● Texte extrait:
····················
Un salarié est engagé le 11 janvier 2006, et exerce en dernier lieu les fonctions de directeur des opérations, statut cadre niveau IV.
Le salarié est licencié pour faute le 21 avril 2017, mais saisit la juridiction prud’homale, afin que son licenciement soit reconnu dépourvu de cause réelle et sérieuse. 

La cour d'appel de Versailles, par arrêt du 1er juillet 2021, déboute le salarié de sa demande. 

Mais ce dernier décide de se pourvoir en cassation.

La Cour de cassation confirme l’arrêt de la cour d’appel, indiquant présentement que : 

Une modification du contrat de travail ne pouvant être imposée au salarié :

  • L’employeur qui se heurte au refus d'une mesure de rétrogradation impliquant une modification du contrat de travail, peut, dans l'exercice de son pouvoir disciplinaire, prononcer une autre sanction, y compris un licenciement pour faute grave aux lieu et place de la sanction refusée.

Ayant été relevé :

  • Qu’en réponse au courrier de l'employeur du 29 mars 2017 ;
  • Le salarié avait indiqué dans une lettre du 5 avril 2017 : « Eu égard au contexte de grande difficulté économique que vit notre secteur professionnel ; dans la mesure où stratégiquement vous décidez que l'organisation actuelle n'est finalement pas la bonne puisqu'elle nécessite la scission en trois directions de mon poste ; dans la mesure où mon investissement chez (…) est absolu au regard de la réussite de notre projet professionnel ; et enfin, compte tenu de la forte pression qui s'exerce sur moi actuellement, j'accepte en conséquence les nouvelles fonctions que vous me proposez par avenant à mon contrat de travail à effet du 10 avril 2017 déjà signé par vous. » ;
  • Les termes ambigus de cette lettre ne permettaient pas de caractériser une acceptation claire et non équivoque du salarié à la mesure de rétrogradation ;
  • Il s’en déduisait que la société pouvait prononcer une autre sanction telle qu'un licenciement.
····················
● Série de consignes:
**A)** Répondez aux questions suivantes à partir de l'extrait sur le licenciement du directeur des opérations.
(i) À quelle date le salarié a-t-il été engagé ?
(ii) Quelle cour d'appel a rendu l'arrêt du 1er juillet 2021 ?
(iii) Selon la lettre du salarié, à quelle date l'avenant à son contrat de travail devait-il prendre effet ?
**B)** Poursuivez l'extrait sur le licenciement du directeur des opérations à partir de sa dernière phrase.

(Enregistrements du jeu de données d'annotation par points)
····················
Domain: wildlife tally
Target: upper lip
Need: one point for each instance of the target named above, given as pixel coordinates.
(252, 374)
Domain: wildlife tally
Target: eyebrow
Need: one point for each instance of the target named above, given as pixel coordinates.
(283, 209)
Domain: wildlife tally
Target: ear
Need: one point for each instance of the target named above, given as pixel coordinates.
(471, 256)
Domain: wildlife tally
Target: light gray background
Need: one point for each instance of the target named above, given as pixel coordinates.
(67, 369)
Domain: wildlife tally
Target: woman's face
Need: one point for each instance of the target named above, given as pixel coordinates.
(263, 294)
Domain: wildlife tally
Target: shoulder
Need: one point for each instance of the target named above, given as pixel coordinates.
····················
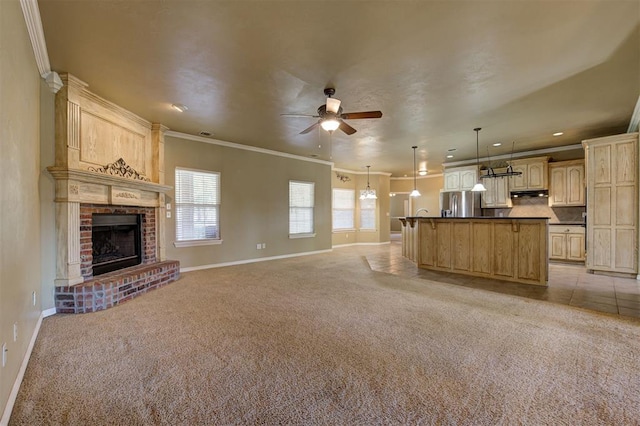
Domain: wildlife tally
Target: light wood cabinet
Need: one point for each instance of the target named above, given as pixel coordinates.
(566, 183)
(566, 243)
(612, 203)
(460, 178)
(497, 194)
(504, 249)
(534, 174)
····················
● Résultats de l'exercice:
**A)**
(i) Le 11 janvier 2006.
(ii) La cour d'appel de Versailles.
(iii) Le 10 avril 2017.

**B)**
Extrait de l’arrêt :


Réponse de la Cour

  1. Une modification du contrat de travail ne pouvant être imposée au salarié, l'employeur qui se heurte au refus d'une mesure de rétrogradation impliquant une modification du contrat de travail, peut, dans l'exercice de son pouvoir disciplinaire, prononcer une autre sanction, y compris un licenciement pour faute grave aux lieu et place de la sanction refusée.
  1. La cour d'appel a relevé qu'en réponse au courrier de l'employeur du 29 mars 2017, le salarié avait indiqué dans une lettre du 5 avril 2017 : « Eu égard au contexte de grande difficulté économique que vit notre secteur professionnel ; dans la mesure où stratégiquement vous décidez que l'organisation actuelle n'est finalement pas la bonne puisqu'elle nécessite la scission en trois directions de mon poste ; dans la mesure où mon investissement chez (…) est absolu au regard de la réussite de notre projet professionnel ; et enfin, compte tenu de la forte pression qui s'exerce sur moi actuellement, j'accepte en conséquence les nouvelles fonctions que vous me proposez par avenant à mon contrat de travail à effet du 10 avril 2017 déjà signé par vous. »
  2. C'est en conséquence par une interprétation que les termes ambigus de cette lettre rendaient nécessaire, exclusive de dénaturation, que la cour d'appel a estimé qu'elle ne permettait pas de caractériser une acceptation claire et non équivoque du salarié à la mesure de rétrogradation et en a exactement déduit que la société pouvait prononcer une autre sanction telle qu'un licenciement.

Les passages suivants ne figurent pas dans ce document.